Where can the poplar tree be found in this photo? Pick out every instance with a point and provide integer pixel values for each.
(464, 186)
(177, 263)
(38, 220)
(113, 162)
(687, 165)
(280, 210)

........

THE PROBLEM
Reproduce the listing above word for word, including every line.

RESULT FOR THIS EXERCISE
Where can the poplar tree be found in this photo? Pick out every instance with a point and provide integer pixel values for each.
(464, 186)
(177, 263)
(38, 220)
(113, 162)
(687, 165)
(280, 210)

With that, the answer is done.